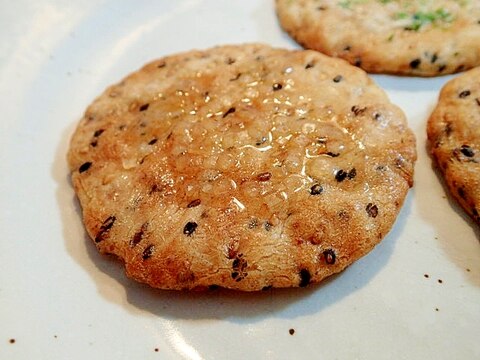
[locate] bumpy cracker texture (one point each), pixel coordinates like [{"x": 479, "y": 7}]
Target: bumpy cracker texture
[
  {"x": 244, "y": 167},
  {"x": 454, "y": 134},
  {"x": 421, "y": 38}
]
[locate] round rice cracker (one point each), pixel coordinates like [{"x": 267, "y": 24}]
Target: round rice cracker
[
  {"x": 244, "y": 167},
  {"x": 420, "y": 38},
  {"x": 454, "y": 135}
]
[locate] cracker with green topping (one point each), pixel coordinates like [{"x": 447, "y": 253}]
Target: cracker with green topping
[
  {"x": 244, "y": 167},
  {"x": 419, "y": 38},
  {"x": 454, "y": 134}
]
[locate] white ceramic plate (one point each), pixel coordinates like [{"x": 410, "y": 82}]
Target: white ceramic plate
[{"x": 59, "y": 299}]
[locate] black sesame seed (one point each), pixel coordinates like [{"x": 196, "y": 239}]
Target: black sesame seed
[
  {"x": 372, "y": 210},
  {"x": 105, "y": 228},
  {"x": 357, "y": 110},
  {"x": 316, "y": 189},
  {"x": 190, "y": 228},
  {"x": 305, "y": 277},
  {"x": 253, "y": 223},
  {"x": 148, "y": 252},
  {"x": 98, "y": 132},
  {"x": 194, "y": 203},
  {"x": 144, "y": 107},
  {"x": 340, "y": 175},
  {"x": 229, "y": 111},
  {"x": 352, "y": 173},
  {"x": 236, "y": 77},
  {"x": 415, "y": 63},
  {"x": 264, "y": 176},
  {"x": 467, "y": 151},
  {"x": 84, "y": 167},
  {"x": 277, "y": 87},
  {"x": 329, "y": 256}
]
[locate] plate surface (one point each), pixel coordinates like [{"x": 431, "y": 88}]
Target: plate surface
[{"x": 415, "y": 296}]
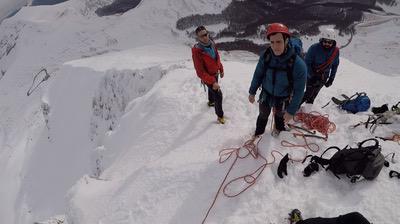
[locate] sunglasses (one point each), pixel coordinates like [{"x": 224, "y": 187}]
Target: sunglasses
[
  {"x": 326, "y": 41},
  {"x": 204, "y": 35}
]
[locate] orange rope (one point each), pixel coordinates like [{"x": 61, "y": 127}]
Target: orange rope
[{"x": 316, "y": 121}]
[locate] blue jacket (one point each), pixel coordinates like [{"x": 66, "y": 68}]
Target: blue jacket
[
  {"x": 318, "y": 55},
  {"x": 263, "y": 76}
]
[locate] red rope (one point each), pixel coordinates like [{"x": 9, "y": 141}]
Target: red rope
[
  {"x": 316, "y": 121},
  {"x": 251, "y": 148}
]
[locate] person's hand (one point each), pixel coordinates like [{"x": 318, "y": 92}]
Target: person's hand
[
  {"x": 216, "y": 86},
  {"x": 287, "y": 117},
  {"x": 252, "y": 98},
  {"x": 329, "y": 83}
]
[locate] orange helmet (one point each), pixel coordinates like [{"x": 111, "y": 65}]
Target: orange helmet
[{"x": 277, "y": 28}]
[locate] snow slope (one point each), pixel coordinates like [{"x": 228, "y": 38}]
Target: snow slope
[
  {"x": 120, "y": 132},
  {"x": 167, "y": 171}
]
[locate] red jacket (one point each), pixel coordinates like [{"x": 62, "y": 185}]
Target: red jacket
[{"x": 206, "y": 67}]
- - -
## Stated exercise:
Set out all of the lines above as a numbered list, skipping any blank lines and leaving out the pictures.

## Answer for the task:
1. [locate] bumpy cracker texture (one point each), pixel coordinates like [{"x": 479, "y": 7}]
2. Target: bumpy cracker texture
3. [
4.   {"x": 244, "y": 167},
5.   {"x": 454, "y": 134},
6.   {"x": 421, "y": 38}
7. ]
8. [locate] round rice cracker (one point each), pixel coordinates like [{"x": 267, "y": 24}]
9. Target: round rice cracker
10. [
11.   {"x": 244, "y": 167},
12.   {"x": 420, "y": 38},
13.   {"x": 454, "y": 135}
14. ]
15. [locate] cracker with green topping (one point each), pixel coordinates like [{"x": 447, "y": 253}]
16. Target: cracker with green topping
17. [
18.   {"x": 244, "y": 167},
19.   {"x": 419, "y": 38},
20.   {"x": 454, "y": 134}
21. ]
22. [locate] white ceramic plate (one point each), pixel coordinates like [{"x": 410, "y": 82}]
23. Target: white ceramic plate
24. [{"x": 59, "y": 299}]
25. [locate] black sesame seed (one point each), pixel coordinates like [{"x": 196, "y": 239}]
26. Target: black sesame seed
27. [
28.   {"x": 372, "y": 210},
29.   {"x": 105, "y": 228},
30.   {"x": 357, "y": 110},
31.   {"x": 316, "y": 189},
32.   {"x": 190, "y": 228},
33.   {"x": 305, "y": 277},
34.   {"x": 253, "y": 223},
35.   {"x": 148, "y": 252},
36.   {"x": 98, "y": 132},
37.   {"x": 194, "y": 203},
38.   {"x": 144, "y": 107},
39.   {"x": 340, "y": 175},
40.   {"x": 229, "y": 111},
41.   {"x": 352, "y": 173},
42.   {"x": 236, "y": 77},
43.   {"x": 415, "y": 63},
44.   {"x": 264, "y": 176},
45.   {"x": 467, "y": 151},
46.   {"x": 84, "y": 167},
47.   {"x": 277, "y": 87},
48.   {"x": 329, "y": 256}
49. ]
50. [locate] plate surface (one point each), pixel coordinates like [{"x": 431, "y": 88}]
51. Target: plate surface
52. [{"x": 415, "y": 296}]
53. [locate] sunglasses (one point each), pixel coordinates like [{"x": 224, "y": 187}]
54. Target: sunglasses
55. [
56.   {"x": 326, "y": 41},
57.   {"x": 204, "y": 35}
58. ]
59. [locate] orange rope (one point each), pixel coordinates like [{"x": 61, "y": 127}]
60. Target: orange rope
61. [{"x": 316, "y": 121}]
62. [locate] blue jacket (one point each), pixel coordinates like [{"x": 66, "y": 68}]
63. Target: blue jacket
64. [
65.   {"x": 318, "y": 55},
66.   {"x": 263, "y": 76}
67. ]
68. [locate] red rope (one point each), pixel coordinates like [{"x": 9, "y": 141}]
69. Target: red rope
70. [
71.   {"x": 316, "y": 121},
72.   {"x": 251, "y": 148}
73. ]
74. [locate] person's hand (one point each), pixel coordinates like [{"x": 318, "y": 92}]
75. Target: person's hand
76. [
77.   {"x": 216, "y": 86},
78.   {"x": 287, "y": 117},
79.   {"x": 252, "y": 98},
80.   {"x": 329, "y": 83}
81. ]
82. [locate] orange helmet (one point each), pixel coordinates like [{"x": 111, "y": 65}]
83. Target: orange helmet
84. [{"x": 277, "y": 28}]
85. [locate] snow slope (one point each), pixel coordinates like [{"x": 228, "y": 38}]
86. Target: snow slope
87. [
88.   {"x": 120, "y": 132},
89.   {"x": 167, "y": 171}
90. ]
91. [locate] red jacket (one point each), pixel coordinates like [{"x": 62, "y": 185}]
92. Target: red jacket
93. [{"x": 206, "y": 67}]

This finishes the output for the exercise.